This Is Not a Drill: How Bad Design Caused Hawaii’s Missile-Warning Fiasco
By Abdul Rastagar
On January 13, 2018, more than one million residents of the state of Hawaii received an emergency alert on their smart phones, warning them of an inbound ballistic missile. The warning instructed people to “seek shelter immediately” and finished with the ominous sentence, “This is not a drill.”
The message, however, had been sent inadvertently by the Hawaii Emergency Management Agency during routine testing. It took an excruciating 38 minutes for the state to send out a cancellation notice. The initial reason reported to the press was that “The wrong button was pushed.” Unfortunately for most Hawaiians, those 38 minutes were spent in fear and hysteria as panicked residents called loved ones to wish them emotional farewells.
It is tempting to blame the emergency management official who made the mistake. However, as the Hawaii Emergency Management Agency released an image of the offending screen, it became obvious that the incident resulted from the poor interface of Hawaii’s warning system, causing the operator to inadvertently select the wrong option.
The episode is reminiscent of the 1986 song, The Land of Confusion by Genesis, in which a confused President Ronald Reagan accidentally presses the “Nuke” button when he actually means to call the nurse. Sadly for the residents of Hawaii, this error was no laughing matter.

### Problems to solve
1 - Answer these from the article on Hawaii's missile-warning fiasco:
(a) How many minutes passed before the state sent out a cancellation notice?
(b) Which agency sent the alert?
(c) What song, and from what year, does the episode bring to mind?
2 - Carry on the article about Hawaii's missile-warning fiasco from its final sentence.

### Provided data
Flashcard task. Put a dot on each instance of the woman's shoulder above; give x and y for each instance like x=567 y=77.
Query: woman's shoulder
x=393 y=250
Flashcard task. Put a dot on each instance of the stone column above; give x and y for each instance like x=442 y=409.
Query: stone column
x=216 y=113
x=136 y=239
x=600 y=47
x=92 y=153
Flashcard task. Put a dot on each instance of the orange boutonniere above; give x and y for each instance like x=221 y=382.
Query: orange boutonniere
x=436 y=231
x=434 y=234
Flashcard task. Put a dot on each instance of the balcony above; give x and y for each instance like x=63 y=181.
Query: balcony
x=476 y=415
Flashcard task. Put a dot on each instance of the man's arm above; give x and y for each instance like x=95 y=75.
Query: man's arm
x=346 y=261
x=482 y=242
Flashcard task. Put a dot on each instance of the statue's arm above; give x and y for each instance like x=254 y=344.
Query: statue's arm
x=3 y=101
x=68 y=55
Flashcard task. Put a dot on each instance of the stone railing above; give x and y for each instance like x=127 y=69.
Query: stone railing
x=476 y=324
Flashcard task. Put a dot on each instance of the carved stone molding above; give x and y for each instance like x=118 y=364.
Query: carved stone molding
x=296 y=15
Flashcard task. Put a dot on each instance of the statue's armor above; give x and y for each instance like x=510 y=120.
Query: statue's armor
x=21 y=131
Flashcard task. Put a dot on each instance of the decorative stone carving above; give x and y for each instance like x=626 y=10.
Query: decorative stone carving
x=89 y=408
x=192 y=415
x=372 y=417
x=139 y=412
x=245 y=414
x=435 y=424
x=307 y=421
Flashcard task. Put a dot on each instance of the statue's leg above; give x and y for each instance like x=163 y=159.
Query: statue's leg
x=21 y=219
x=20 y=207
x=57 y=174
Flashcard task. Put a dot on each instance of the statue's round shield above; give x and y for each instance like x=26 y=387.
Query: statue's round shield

### Answers for each item
1 -
(a) 38 minutes.
(b) The Hawaii Emergency Management Agency.
(c) The Land of Confusion by Genesis, from 1986.

2 -
Photo Credit: Hawaii News Now
Good Design Is Not Just For Aesthetics
There is a common misconception that design is just for aesthetic purposes and therefore necessary only for consumer applications. The reality could not be further from the truth, as the state of Hawaii just found out the hard way. User-centric design, a design philosophy that focuses on usability and user behavior, would have helped avoid this public relations debacle.
The image of the state warning system indicates that only minimal planning went into its design. It is composed of an illogical and seemingly random listing of alerts and test drills, giving the operator a high likelihood of clicking on the wrong missile warning link. And it offers product managers a fascinating case study in proper UI development.
What’s required is a more intuitive interface that does not force users to guess or search for the actions they must take. In addition, it must incorporate standard safeguard processes to minimize the possibility of the notorious “fat finger” error, as well as provide a straightforward cancellation mechanism.
The following design elements would help prevent future mistakes:
- Logical Placement
Rather than a seemingly random listing, warning options would be listed in order of most likely to happen to least likely. High surf warnings are fairly frequent for Hawaii and should be placed first, while ballistic missile launches are rare and should be listed either at the bottom or separately.
- Color-coded buttons
The initial statement that “the wrong button was pressed” is not accurate. There are no actual buttons to be pressed. From a design perspective, color-coded buttons would be a better option to make it visually clear to the user which action they are about to take. [Note: color scheme should account for color blindness.]
- Standardized terminology
We see the words “test” and “drill” for separate items. These should be standardized to just one term.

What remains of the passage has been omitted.